• **TASK INPUTS**:
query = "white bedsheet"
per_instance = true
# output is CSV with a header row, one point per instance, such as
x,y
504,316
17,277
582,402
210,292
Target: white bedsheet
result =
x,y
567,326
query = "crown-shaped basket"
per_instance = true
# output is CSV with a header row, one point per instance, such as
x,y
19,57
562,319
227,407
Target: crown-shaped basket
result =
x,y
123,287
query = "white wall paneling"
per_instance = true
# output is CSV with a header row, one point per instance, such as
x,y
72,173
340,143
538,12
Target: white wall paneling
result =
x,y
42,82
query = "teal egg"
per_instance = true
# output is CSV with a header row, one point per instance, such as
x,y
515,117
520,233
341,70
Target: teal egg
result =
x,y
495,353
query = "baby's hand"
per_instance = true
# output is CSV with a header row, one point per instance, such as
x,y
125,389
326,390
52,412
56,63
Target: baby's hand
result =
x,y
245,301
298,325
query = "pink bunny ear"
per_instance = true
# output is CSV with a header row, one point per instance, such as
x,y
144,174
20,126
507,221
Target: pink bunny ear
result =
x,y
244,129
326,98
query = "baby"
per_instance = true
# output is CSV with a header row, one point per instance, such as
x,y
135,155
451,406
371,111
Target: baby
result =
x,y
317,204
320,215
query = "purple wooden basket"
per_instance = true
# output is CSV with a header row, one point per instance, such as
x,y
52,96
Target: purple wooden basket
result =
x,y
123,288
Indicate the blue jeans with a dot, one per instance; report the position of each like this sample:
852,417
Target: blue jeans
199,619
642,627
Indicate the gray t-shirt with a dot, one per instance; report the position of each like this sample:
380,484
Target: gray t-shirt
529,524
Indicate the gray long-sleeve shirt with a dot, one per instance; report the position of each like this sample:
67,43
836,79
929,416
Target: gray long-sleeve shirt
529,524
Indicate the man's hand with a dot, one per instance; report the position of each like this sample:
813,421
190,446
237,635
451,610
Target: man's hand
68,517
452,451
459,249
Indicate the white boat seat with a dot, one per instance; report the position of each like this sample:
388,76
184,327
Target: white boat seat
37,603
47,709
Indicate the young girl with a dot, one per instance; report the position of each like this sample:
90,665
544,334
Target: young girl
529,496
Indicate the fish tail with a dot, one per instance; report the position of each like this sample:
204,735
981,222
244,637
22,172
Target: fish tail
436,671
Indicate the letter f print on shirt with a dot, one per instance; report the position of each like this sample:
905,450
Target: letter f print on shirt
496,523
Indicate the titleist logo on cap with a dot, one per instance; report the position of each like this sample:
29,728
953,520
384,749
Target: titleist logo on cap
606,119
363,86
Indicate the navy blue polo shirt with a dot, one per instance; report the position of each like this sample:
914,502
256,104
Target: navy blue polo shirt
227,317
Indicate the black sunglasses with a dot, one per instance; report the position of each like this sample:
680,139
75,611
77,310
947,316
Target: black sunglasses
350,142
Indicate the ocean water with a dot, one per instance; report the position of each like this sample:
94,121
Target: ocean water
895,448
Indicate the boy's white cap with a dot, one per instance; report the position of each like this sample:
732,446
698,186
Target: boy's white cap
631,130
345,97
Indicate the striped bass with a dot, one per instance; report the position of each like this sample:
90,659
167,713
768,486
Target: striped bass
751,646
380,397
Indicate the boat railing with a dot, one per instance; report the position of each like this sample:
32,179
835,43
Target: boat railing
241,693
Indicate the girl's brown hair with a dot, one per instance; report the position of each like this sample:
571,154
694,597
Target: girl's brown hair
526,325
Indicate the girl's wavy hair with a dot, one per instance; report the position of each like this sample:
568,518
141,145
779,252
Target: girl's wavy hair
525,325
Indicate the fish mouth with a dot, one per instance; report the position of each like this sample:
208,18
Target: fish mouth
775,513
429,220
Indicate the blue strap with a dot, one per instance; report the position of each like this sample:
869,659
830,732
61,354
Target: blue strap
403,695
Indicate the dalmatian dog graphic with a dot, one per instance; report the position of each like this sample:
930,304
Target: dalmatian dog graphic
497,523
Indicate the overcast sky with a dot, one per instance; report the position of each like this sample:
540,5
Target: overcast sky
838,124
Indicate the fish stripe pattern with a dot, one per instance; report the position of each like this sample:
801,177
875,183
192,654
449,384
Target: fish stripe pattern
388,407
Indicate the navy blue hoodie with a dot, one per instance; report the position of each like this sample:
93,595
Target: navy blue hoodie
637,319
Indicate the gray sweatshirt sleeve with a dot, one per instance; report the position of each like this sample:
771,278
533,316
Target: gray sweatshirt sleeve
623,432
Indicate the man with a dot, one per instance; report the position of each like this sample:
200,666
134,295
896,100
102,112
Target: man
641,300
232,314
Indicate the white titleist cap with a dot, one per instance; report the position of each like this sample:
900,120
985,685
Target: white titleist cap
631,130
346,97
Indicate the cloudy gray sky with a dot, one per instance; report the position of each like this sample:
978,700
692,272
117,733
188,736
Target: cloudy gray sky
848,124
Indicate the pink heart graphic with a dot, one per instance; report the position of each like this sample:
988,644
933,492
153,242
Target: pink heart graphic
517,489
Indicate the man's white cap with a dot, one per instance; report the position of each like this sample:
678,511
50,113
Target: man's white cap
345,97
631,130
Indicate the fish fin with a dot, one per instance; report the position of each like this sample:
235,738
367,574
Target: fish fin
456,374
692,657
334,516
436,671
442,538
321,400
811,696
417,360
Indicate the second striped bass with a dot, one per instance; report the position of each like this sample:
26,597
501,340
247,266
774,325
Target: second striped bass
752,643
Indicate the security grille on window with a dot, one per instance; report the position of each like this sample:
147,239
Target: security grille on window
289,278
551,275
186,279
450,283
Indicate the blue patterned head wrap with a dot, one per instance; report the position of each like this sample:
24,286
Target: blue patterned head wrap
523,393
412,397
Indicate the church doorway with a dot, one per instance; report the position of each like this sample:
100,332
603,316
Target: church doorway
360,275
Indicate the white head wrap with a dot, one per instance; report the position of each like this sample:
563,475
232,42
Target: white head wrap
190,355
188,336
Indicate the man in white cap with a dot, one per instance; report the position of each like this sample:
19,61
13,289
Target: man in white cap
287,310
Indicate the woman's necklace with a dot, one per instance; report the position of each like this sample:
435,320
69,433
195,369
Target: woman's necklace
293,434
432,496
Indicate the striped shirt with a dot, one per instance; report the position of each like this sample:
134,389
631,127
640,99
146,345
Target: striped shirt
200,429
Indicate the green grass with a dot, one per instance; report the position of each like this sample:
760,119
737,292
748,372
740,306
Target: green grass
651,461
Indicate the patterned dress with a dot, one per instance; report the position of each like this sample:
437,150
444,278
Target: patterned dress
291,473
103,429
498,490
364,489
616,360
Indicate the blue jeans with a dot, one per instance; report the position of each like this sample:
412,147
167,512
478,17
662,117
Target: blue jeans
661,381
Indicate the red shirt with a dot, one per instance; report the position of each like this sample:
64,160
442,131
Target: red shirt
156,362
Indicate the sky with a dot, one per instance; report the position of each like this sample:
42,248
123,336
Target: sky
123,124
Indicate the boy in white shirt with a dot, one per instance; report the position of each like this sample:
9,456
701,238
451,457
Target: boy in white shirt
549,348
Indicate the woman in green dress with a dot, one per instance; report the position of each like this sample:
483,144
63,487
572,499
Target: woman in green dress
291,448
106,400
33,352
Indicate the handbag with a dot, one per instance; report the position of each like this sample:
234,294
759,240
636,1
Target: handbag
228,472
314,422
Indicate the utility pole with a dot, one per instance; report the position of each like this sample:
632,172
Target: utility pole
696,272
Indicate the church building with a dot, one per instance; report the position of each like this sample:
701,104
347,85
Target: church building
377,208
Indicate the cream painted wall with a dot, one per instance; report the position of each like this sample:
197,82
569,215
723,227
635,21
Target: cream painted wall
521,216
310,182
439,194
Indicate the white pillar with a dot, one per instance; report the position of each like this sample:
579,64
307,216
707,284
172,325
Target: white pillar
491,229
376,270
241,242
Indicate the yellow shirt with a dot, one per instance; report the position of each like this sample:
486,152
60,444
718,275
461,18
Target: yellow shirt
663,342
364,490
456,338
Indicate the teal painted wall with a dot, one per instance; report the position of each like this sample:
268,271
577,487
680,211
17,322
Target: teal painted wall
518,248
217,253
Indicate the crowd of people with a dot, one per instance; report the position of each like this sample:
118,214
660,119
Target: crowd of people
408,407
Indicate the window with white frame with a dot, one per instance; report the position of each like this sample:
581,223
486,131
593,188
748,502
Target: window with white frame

• **DESCRIPTION OF THE TASK**: Please give an exact copy of the entries above, from the line with "Target: handbag" down to the line with "Indicate the cream", inclusive, and nothing else.

• **TASK OUTPUT**:
Target: handbag
228,472
314,422
Indicate the utility pole with a dot, one per instance; report the position of each like this sample:
632,172
Target: utility pole
696,272
Indicate the church building with a dot, one per instance; report the position of each like this sample:
701,104
347,85
Target: church building
377,208
Indicate the cream painted wall with a dot, one per instance; report the position of each like this sample:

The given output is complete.